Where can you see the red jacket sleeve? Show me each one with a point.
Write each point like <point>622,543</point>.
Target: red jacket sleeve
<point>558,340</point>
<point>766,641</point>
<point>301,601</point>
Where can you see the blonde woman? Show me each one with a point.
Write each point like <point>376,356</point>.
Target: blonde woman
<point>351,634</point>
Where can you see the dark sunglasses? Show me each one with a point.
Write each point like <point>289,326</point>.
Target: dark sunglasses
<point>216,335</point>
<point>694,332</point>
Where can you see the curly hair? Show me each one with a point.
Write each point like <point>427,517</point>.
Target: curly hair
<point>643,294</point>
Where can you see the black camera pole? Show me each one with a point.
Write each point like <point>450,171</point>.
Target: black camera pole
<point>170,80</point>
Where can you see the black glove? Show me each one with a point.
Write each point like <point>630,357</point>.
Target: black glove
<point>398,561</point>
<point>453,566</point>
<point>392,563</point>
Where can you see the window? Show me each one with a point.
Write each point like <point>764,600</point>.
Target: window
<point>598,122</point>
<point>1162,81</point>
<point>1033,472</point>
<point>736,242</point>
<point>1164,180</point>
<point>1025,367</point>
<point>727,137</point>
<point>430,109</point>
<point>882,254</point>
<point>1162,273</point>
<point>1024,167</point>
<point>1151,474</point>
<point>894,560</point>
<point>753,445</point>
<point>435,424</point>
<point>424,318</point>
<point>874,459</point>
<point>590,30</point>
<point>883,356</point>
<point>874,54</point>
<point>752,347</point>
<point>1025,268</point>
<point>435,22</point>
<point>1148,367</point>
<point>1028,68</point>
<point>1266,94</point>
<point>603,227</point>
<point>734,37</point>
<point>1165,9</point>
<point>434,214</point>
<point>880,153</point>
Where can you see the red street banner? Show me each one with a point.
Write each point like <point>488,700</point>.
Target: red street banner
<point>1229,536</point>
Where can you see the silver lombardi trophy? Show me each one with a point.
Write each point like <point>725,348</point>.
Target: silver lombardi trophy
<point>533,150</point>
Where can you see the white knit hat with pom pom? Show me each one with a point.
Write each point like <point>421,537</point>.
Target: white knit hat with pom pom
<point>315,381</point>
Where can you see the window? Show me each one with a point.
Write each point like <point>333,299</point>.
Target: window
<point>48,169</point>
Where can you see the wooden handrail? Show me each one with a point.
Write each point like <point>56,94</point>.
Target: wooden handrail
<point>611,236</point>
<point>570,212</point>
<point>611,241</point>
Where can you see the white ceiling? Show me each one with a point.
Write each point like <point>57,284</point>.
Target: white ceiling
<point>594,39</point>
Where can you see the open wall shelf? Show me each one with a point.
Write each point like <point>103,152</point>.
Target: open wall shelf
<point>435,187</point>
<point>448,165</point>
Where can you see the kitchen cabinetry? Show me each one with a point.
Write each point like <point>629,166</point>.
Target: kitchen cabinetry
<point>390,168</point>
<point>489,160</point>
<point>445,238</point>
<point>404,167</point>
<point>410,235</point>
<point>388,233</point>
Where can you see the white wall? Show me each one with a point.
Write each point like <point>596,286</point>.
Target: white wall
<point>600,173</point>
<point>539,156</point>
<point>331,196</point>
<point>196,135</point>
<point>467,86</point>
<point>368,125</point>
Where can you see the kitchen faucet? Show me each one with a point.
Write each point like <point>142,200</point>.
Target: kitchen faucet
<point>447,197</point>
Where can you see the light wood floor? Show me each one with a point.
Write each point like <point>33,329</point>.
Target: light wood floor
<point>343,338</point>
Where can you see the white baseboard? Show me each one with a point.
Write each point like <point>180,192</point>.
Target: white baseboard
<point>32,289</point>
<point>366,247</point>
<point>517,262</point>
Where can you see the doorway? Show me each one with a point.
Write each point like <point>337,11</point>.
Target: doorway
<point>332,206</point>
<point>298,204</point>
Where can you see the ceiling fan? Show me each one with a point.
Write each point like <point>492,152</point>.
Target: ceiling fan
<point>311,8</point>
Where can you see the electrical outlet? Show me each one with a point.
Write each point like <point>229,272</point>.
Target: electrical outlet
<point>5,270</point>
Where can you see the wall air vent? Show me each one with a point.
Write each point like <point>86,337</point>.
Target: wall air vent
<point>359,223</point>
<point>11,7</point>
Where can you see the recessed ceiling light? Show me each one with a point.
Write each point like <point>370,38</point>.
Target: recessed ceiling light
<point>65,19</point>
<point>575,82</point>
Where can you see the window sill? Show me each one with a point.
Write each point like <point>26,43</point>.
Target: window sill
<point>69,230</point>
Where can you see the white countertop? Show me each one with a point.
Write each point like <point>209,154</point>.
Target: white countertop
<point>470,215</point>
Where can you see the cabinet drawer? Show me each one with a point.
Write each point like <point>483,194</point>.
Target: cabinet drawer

● ● ● ●

Exercise brief: How many lines of these entries contain "drawer"? Answer with the number and nothing else.

Response box: 2